TASK PROMPT: Copy word for word everything from the line containing "Tag the window curtain" down to the end of the items, including both of those lines.
- - - - -
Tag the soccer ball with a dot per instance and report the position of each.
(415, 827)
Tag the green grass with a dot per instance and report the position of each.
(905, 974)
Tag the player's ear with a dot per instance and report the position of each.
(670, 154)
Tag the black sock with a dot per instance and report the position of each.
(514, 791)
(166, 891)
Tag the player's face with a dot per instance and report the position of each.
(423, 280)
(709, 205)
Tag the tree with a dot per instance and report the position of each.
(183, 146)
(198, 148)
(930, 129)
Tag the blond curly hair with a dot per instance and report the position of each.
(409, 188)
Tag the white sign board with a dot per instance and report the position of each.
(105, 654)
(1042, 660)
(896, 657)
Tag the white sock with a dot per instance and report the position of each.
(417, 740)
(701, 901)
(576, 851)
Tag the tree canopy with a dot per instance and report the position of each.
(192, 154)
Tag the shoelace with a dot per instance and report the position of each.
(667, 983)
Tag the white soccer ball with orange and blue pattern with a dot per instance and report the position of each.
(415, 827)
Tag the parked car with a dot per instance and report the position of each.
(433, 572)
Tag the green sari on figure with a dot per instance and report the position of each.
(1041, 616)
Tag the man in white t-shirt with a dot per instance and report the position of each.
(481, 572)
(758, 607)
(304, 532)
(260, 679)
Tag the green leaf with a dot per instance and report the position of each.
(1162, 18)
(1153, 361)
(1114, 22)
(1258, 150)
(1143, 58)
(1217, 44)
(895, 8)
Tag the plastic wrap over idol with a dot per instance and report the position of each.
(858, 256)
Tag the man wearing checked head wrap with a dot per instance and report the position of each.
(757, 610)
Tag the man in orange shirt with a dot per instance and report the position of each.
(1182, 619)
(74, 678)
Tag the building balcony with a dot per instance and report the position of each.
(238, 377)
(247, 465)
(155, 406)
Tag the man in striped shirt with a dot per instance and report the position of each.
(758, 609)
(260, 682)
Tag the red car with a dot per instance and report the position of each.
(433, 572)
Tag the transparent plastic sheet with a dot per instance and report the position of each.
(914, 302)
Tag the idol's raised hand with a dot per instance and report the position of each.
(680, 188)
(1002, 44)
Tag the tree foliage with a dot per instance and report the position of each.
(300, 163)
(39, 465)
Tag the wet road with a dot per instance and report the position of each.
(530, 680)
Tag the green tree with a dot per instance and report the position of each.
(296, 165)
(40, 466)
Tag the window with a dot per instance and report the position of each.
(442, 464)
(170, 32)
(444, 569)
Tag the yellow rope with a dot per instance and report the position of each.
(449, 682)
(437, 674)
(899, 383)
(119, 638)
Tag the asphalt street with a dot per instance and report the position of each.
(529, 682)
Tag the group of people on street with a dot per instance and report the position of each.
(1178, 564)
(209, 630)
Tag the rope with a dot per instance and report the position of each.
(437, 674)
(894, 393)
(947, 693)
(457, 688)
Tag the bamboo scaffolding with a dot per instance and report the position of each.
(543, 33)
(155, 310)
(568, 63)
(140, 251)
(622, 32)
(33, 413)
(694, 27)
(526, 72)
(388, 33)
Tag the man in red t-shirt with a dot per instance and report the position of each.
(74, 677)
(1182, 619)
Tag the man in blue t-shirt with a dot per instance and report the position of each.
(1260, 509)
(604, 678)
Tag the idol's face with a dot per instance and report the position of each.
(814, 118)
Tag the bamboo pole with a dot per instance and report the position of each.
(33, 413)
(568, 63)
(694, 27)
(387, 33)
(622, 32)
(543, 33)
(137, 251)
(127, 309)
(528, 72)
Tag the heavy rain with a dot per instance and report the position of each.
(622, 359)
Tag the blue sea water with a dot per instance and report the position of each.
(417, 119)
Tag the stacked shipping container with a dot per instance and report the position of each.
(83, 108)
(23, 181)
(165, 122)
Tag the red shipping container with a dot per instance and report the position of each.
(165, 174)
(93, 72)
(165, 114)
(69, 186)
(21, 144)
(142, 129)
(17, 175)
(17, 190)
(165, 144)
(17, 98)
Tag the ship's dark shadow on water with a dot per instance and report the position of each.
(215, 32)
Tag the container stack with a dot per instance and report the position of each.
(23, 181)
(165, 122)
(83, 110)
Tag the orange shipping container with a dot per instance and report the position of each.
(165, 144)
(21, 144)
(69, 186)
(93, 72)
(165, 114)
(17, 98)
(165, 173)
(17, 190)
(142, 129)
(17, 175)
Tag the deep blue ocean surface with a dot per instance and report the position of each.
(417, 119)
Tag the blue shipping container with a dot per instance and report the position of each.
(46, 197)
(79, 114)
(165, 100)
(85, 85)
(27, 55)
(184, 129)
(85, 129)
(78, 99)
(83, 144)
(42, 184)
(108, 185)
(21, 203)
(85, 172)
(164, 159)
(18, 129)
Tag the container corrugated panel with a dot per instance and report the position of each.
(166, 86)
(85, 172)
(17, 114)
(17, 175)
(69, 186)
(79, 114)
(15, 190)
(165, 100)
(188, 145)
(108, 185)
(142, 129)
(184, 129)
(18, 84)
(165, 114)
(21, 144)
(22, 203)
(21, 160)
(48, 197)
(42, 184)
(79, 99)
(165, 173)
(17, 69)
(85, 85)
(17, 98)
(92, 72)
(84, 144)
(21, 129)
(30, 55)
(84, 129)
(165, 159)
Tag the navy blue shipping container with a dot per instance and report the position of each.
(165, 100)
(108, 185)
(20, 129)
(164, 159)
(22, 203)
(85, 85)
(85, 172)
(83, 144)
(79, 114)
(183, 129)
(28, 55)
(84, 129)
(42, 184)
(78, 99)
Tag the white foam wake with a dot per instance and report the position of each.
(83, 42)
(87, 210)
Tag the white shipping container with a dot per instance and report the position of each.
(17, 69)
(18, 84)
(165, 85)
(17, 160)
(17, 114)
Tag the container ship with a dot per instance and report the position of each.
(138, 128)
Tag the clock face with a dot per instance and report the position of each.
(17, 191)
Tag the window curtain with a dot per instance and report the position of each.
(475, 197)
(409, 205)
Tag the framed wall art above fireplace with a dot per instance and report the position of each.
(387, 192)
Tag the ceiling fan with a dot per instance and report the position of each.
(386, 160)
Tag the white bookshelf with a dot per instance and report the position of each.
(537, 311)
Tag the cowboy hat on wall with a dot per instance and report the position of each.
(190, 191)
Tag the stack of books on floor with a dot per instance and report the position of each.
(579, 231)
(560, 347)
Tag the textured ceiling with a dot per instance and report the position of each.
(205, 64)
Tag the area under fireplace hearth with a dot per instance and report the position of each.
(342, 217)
- - - - -
SOLUTION TO THIS EXERCISE:
Tag the window curtain with a dot per instance and report the position of each.
(475, 197)
(409, 205)
Tag the framed wall art above fireplace with a dot per instance and report the position of each.
(387, 192)
Tag the ceiling fan with a dot per instance and report the position of each.
(386, 160)
Tag the white bookshelf with a dot per instance and report the position of each.
(537, 311)
Tag the cowboy hat on wall with a dot per instance and report the position of each.
(190, 191)
Tag the stack of books on floor with a dot per instance and report the position of each.
(579, 231)
(560, 347)
Tag the textured ceiling with a dot per instance and report the position of each.
(205, 64)
Tag the area under fireplace hearth with a dot per instance and report the position of each.
(342, 217)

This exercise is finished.